* start Supplied records *

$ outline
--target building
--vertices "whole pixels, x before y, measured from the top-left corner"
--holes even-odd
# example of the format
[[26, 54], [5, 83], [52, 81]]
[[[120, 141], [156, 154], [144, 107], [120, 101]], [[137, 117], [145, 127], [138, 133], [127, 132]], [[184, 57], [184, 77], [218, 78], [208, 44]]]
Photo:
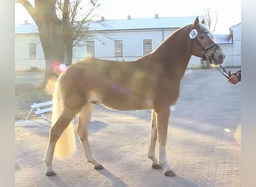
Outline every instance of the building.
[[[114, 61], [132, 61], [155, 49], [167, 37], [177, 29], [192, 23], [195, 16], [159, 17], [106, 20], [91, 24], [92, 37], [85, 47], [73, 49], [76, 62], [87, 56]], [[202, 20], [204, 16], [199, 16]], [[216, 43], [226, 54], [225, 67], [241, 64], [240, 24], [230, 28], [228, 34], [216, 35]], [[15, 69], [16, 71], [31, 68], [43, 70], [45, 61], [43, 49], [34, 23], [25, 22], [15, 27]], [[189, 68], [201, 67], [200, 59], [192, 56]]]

* end Supplied records *
* start Supplied records *

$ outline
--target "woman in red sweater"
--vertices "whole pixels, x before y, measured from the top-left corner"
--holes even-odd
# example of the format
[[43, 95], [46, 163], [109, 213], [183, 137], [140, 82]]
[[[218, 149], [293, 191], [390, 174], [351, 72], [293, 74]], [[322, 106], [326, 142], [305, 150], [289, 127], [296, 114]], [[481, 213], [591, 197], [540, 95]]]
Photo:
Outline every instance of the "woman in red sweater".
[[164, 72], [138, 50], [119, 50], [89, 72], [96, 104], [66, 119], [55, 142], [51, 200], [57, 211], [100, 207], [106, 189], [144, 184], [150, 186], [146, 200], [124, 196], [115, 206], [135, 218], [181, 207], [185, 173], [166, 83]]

* end Supplied records *
* start Supplied records *

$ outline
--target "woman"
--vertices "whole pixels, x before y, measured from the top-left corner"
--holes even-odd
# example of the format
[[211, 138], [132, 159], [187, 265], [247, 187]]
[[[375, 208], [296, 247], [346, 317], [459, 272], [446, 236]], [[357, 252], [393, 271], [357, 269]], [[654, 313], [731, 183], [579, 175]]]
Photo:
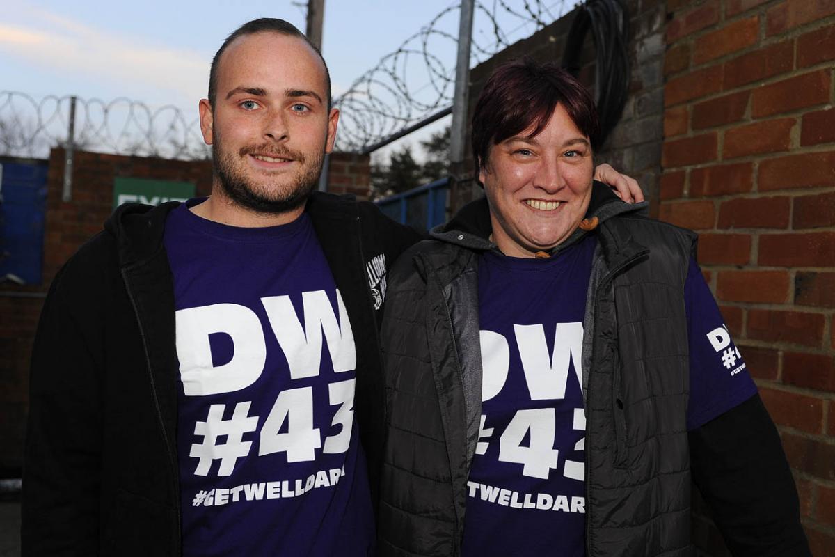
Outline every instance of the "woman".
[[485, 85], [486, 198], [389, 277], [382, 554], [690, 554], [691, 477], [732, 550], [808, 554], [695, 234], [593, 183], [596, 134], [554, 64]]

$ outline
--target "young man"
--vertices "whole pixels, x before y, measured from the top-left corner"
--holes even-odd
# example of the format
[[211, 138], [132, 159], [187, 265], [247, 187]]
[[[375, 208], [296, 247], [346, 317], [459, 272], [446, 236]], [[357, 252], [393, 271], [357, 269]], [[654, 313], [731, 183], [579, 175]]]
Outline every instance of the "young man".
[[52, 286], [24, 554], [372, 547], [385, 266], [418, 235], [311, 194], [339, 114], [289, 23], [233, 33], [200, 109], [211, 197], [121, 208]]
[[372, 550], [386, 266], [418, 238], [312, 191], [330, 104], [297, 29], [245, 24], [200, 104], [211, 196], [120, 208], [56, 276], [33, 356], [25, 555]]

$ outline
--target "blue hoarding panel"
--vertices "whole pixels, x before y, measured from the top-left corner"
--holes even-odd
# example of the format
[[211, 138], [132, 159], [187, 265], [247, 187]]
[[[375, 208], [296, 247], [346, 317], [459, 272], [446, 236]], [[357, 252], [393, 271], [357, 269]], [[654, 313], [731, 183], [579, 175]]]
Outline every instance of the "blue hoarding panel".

* end Supplied records *

*What is expected*. Select every line of the listing above that contains the string "sweater", treating uppercase and lowercase as different, and copy those lines.

*Task output*.
--target "woman in red sweater"
Outline every instance of the "woman in red sweater".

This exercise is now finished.